*Request*
Copy out everything from the start of the listing down to the line containing "318V313L701 315L695 311L670", substituting "coarse mask" for every "rough mask" and changing nothing else.

>>>>>

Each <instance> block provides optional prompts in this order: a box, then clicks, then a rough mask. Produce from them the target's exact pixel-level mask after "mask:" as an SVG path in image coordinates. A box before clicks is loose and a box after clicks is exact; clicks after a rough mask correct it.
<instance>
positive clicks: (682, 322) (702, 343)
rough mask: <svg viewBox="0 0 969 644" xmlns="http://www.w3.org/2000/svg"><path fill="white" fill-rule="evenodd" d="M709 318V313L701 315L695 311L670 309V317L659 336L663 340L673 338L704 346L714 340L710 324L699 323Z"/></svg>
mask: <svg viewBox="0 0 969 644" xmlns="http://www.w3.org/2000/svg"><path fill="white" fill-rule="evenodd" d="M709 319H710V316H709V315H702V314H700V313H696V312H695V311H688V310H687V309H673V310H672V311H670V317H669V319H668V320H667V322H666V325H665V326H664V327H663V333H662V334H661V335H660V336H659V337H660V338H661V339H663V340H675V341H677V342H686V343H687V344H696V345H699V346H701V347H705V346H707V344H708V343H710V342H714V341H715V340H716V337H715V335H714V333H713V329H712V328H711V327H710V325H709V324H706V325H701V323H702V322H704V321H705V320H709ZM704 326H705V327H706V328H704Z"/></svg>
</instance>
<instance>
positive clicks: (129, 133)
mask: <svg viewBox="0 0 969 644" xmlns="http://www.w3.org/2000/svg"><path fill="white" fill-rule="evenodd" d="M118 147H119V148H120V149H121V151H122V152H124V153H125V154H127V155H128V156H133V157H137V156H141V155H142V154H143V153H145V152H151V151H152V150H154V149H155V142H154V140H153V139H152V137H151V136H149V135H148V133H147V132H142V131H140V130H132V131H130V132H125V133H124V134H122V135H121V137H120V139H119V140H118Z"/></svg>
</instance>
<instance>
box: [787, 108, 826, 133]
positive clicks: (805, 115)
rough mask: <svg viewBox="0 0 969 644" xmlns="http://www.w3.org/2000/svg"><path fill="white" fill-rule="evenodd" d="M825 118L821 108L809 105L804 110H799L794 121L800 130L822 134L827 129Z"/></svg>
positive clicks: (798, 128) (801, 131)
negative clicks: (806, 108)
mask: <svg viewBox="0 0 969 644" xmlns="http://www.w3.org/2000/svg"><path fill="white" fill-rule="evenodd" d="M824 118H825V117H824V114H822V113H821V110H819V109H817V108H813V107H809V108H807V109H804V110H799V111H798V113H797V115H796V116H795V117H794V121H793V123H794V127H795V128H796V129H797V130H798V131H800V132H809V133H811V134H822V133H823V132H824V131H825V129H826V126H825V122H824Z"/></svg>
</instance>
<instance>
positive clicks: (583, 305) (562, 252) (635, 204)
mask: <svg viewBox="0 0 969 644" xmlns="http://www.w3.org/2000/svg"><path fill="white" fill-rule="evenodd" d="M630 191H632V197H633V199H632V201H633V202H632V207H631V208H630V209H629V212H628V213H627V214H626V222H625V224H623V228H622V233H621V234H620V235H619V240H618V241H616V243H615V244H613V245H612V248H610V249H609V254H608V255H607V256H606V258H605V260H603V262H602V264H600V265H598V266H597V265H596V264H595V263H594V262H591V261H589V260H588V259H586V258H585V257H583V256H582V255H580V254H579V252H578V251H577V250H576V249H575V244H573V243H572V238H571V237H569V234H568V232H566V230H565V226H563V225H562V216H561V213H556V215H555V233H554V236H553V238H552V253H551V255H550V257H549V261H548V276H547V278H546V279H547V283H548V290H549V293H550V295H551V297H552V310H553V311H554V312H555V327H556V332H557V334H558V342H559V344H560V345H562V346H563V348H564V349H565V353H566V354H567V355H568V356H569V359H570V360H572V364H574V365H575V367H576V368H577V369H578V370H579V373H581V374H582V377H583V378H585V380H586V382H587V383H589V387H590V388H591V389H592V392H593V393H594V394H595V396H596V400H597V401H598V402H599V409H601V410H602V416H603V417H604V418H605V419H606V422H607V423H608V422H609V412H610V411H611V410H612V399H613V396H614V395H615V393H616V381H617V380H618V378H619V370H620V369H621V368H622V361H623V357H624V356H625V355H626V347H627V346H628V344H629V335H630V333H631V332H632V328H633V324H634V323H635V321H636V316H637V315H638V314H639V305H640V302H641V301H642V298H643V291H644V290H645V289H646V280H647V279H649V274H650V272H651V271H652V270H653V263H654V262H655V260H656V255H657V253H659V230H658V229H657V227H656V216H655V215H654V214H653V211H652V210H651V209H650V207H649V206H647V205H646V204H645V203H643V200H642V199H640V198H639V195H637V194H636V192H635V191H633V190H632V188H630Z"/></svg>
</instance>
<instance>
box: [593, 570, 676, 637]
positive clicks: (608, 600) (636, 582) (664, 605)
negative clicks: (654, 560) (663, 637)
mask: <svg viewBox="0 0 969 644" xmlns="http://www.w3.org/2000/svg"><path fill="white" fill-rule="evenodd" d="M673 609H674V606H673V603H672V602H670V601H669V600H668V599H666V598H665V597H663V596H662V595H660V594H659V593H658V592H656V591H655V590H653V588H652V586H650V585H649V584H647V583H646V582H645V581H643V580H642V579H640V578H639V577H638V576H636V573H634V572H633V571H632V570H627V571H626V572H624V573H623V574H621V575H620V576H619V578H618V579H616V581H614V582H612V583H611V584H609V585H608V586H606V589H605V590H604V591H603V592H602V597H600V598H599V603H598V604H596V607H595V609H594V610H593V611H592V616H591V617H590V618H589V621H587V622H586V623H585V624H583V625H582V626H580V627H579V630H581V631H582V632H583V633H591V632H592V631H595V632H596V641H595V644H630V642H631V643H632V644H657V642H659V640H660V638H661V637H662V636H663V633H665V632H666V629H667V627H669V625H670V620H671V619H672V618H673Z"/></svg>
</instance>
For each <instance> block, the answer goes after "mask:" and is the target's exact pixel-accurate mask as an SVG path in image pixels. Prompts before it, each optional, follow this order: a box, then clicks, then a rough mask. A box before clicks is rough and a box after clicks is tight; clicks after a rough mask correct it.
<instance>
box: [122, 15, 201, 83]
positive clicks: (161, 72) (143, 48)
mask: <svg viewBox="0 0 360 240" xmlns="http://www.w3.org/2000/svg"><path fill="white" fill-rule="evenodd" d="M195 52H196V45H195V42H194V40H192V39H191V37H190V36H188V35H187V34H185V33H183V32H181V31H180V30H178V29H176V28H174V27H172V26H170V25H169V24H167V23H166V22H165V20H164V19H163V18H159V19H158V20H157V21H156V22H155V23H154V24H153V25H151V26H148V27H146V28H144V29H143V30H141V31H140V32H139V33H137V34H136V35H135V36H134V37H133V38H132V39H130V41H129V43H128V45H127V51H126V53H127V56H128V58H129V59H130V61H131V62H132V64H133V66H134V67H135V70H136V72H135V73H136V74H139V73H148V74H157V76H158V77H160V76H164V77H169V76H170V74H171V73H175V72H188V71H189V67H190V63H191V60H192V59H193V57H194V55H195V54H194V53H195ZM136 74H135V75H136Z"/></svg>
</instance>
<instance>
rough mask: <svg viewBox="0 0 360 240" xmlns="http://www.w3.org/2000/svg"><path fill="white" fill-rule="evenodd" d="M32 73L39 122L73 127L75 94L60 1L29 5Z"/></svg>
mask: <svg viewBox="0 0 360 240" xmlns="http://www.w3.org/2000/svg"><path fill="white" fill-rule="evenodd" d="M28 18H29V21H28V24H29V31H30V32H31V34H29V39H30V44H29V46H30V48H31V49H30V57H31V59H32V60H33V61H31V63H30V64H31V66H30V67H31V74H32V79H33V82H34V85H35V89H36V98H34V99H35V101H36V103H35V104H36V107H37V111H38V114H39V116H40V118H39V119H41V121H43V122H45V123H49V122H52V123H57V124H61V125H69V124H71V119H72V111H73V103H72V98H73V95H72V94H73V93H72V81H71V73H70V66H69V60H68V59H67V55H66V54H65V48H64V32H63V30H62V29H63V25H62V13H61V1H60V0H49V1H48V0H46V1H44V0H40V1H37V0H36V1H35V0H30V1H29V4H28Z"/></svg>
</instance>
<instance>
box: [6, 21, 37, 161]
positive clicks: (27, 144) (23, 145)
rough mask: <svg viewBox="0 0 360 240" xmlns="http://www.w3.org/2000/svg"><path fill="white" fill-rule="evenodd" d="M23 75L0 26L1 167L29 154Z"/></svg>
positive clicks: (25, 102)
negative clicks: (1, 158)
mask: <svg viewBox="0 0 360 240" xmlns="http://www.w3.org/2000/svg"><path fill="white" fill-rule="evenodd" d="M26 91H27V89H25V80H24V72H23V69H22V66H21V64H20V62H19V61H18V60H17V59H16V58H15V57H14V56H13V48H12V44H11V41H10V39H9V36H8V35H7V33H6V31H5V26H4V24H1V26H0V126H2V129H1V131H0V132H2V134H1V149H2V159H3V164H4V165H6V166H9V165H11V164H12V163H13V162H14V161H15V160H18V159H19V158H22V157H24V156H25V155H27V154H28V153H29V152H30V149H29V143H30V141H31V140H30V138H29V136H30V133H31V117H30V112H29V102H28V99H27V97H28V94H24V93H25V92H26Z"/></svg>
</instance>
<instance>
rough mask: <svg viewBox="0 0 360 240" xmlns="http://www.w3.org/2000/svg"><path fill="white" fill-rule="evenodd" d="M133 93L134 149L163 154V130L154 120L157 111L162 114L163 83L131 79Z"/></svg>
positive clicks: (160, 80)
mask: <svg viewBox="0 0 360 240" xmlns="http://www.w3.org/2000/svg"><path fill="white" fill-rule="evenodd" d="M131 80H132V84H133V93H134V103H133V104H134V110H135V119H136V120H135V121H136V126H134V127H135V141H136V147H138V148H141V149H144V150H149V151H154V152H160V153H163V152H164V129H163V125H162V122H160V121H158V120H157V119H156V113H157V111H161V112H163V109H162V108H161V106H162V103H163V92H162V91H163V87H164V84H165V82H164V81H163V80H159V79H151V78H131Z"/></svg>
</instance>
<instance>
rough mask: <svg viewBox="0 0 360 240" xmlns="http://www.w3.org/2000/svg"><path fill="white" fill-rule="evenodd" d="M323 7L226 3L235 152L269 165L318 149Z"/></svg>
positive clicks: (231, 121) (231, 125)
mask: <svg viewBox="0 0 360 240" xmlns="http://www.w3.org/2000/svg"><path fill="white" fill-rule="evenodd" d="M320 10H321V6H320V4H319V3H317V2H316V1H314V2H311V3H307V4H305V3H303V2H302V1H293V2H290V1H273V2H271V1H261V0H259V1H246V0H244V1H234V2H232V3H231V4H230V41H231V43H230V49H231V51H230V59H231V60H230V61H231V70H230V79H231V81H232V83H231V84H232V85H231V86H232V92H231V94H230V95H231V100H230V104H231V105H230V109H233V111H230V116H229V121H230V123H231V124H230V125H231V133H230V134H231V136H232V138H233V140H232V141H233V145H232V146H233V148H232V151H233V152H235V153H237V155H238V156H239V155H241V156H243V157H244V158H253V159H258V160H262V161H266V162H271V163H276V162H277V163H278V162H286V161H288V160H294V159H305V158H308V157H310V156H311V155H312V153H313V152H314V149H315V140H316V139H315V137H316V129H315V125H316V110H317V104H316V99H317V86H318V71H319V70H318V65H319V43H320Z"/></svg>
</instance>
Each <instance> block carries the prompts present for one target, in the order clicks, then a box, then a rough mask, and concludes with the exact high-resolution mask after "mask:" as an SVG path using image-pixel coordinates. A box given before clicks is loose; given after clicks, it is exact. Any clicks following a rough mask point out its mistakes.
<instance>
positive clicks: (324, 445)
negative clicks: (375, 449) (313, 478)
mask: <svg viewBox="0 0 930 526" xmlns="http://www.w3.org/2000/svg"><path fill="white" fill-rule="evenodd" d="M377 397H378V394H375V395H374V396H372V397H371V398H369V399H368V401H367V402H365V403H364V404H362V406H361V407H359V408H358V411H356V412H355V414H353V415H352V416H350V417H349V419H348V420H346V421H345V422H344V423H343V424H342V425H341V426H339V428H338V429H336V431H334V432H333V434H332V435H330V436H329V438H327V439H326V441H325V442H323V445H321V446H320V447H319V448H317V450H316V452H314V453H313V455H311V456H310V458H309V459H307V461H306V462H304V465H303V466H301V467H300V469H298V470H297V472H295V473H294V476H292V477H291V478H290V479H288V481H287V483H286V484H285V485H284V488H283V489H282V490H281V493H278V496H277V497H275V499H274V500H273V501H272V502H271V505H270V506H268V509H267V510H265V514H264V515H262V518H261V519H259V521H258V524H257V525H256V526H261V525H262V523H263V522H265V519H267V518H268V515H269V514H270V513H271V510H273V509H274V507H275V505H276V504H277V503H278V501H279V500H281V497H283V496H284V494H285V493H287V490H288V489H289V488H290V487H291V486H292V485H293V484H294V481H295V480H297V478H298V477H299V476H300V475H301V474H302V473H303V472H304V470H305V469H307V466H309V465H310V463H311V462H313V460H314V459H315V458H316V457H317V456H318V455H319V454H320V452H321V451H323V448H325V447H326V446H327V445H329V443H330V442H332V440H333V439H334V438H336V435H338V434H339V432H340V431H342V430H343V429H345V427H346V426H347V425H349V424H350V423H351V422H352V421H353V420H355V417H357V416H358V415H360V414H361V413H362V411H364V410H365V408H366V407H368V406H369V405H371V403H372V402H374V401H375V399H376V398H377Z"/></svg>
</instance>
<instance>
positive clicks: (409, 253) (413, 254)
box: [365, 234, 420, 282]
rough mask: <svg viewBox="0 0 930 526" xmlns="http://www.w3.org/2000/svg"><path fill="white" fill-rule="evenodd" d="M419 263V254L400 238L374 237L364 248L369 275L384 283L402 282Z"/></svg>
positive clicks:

<<<<<

*Task output*
Each <instance> block provides optional prompts in this order: a box, then clicks, then a coarse mask. Produce from them the target's exact pixel-level mask after "mask:" as an SVG path in image coordinates. A box before clicks is loose and a box after clicks is exact; clicks after a coarse mask correct it.
<instance>
positive clicks: (682, 322) (702, 343)
coarse mask: <svg viewBox="0 0 969 644" xmlns="http://www.w3.org/2000/svg"><path fill="white" fill-rule="evenodd" d="M709 318V313L701 315L695 311L670 309V317L659 336L663 340L673 338L704 346L714 340L710 324L699 323Z"/></svg>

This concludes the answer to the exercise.